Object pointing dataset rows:
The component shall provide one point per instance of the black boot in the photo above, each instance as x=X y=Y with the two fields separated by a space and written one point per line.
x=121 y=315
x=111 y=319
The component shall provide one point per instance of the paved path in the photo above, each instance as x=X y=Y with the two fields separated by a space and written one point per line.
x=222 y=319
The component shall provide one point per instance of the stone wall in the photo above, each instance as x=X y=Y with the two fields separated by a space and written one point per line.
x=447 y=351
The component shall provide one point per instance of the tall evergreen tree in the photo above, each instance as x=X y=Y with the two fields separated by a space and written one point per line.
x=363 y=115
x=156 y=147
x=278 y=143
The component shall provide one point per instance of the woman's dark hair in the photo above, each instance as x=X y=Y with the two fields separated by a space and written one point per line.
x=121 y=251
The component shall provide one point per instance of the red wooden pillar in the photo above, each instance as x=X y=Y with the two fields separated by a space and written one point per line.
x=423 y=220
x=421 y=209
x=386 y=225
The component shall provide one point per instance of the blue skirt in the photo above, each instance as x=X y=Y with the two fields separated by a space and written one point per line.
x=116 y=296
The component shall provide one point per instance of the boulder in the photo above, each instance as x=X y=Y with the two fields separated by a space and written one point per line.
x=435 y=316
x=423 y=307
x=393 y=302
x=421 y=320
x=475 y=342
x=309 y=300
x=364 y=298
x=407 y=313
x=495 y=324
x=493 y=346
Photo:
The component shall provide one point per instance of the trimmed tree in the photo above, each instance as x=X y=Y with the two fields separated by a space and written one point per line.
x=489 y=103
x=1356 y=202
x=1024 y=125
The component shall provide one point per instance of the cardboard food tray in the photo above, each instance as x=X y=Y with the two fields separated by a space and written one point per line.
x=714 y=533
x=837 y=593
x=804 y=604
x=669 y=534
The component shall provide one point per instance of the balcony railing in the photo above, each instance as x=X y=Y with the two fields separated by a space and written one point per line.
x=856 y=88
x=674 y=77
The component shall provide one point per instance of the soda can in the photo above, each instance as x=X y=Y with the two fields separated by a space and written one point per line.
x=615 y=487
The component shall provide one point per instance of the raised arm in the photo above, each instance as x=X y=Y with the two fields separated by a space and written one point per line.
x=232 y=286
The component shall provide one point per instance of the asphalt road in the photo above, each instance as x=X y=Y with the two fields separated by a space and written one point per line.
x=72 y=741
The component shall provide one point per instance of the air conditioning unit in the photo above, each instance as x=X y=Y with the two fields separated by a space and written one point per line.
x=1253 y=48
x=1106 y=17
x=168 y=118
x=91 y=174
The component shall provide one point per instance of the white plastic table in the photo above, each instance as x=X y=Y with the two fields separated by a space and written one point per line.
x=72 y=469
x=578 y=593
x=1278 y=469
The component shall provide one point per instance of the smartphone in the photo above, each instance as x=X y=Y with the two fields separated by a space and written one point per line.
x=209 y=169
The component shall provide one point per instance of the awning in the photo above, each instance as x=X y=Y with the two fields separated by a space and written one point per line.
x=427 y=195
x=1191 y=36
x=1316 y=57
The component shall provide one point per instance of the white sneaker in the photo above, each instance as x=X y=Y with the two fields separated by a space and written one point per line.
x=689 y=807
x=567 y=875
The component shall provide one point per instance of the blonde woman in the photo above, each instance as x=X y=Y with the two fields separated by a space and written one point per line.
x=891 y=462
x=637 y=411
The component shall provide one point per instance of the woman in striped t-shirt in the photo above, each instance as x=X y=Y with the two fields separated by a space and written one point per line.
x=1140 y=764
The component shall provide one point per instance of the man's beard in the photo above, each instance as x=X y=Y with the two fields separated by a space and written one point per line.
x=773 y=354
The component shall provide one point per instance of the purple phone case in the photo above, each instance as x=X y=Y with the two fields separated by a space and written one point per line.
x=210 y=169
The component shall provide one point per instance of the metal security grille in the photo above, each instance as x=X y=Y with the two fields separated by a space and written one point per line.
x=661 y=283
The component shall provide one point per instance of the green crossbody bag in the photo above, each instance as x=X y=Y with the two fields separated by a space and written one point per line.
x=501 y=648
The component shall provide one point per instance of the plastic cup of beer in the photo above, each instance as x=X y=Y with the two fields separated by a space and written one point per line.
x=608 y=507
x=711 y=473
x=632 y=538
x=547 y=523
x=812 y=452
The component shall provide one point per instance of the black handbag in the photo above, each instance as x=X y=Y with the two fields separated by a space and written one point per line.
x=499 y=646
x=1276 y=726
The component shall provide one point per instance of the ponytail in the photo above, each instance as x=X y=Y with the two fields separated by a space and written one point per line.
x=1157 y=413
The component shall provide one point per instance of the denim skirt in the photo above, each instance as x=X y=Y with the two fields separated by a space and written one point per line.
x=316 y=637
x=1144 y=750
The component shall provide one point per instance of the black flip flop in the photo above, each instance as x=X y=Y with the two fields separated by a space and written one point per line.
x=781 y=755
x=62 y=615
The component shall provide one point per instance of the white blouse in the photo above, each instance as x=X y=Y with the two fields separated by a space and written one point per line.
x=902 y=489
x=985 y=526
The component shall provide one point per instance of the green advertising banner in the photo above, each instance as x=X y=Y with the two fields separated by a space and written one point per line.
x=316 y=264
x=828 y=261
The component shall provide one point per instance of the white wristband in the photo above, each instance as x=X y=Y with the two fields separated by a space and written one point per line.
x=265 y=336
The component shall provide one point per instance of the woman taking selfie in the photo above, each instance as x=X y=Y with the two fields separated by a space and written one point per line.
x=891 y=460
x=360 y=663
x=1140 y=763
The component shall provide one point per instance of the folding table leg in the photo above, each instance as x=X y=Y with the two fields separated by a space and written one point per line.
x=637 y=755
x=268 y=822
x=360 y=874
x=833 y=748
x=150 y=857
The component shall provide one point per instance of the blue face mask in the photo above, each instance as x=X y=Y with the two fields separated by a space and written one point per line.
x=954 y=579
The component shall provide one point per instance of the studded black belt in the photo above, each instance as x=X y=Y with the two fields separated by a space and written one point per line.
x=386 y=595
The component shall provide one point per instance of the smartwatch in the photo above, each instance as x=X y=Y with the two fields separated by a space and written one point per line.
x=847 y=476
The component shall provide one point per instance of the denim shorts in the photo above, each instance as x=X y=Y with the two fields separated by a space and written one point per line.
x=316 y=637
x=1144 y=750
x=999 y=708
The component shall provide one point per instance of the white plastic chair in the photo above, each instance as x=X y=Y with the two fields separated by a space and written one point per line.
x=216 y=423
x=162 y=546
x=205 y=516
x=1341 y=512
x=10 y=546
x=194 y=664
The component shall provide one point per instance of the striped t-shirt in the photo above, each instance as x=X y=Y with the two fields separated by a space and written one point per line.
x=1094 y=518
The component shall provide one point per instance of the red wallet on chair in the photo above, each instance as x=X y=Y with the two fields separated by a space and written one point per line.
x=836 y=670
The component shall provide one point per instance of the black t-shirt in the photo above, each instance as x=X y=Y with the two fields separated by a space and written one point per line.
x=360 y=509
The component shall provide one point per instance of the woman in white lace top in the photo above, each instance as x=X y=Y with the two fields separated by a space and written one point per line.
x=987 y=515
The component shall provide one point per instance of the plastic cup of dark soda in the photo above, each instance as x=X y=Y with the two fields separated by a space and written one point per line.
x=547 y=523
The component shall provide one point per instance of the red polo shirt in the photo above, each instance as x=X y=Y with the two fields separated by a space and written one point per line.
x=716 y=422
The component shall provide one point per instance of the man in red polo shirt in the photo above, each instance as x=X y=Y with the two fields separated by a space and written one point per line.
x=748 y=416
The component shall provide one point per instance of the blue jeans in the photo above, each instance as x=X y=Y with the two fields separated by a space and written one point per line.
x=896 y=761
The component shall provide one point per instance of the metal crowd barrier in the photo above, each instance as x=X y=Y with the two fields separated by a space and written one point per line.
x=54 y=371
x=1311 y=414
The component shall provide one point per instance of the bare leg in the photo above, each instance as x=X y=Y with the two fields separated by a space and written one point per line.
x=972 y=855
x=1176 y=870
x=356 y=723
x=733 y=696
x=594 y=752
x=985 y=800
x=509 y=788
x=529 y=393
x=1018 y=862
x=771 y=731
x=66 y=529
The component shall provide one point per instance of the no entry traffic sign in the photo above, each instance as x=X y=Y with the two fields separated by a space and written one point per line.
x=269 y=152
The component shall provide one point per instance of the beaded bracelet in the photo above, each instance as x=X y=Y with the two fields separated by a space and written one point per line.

§ **SET PROBLEM**:
Give the listing's lines as a Markdown table with the columns No. and Line, one numbered row per line and blank lines omitted. Start with the line containing "the black flip" and continue through the line containing "x=1140 y=763".

§ **SOLUTION FOR THIS TASK**:
| No. | Line |
|---|---|
| 1 | The component shall provide one point per instance of the black flip flop in the photo above, each instance as x=X y=Y with the two fields separated by a space and written one point per line. |
| 2 | x=781 y=755 |
| 3 | x=62 y=615 |
| 4 | The component shall provide one point per instance of the white blouse in the photo above, each instance as x=X y=Y with the two fields separated by a space and written one point per line. |
| 5 | x=902 y=489 |
| 6 | x=985 y=526 |
| 7 | The component shall provide one point per instance of the green advertising banner in the photo above, each instance as x=X y=Y with the two fields separated by a space and written one point per line. |
| 8 | x=316 y=264 |
| 9 | x=828 y=261 |
| 10 | The component shall provide one point per instance of the white wristband in the photo above, each instance as x=X y=Y with the two fields separated by a space and written one point per line. |
| 11 | x=265 y=336 |
| 12 | The component shall provide one point per instance of the woman taking selfie in the photo above, each instance as x=X y=Y with the two fields separated by a space and written one point per line. |
| 13 | x=891 y=460 |
| 14 | x=360 y=663 |
| 15 | x=1140 y=763 |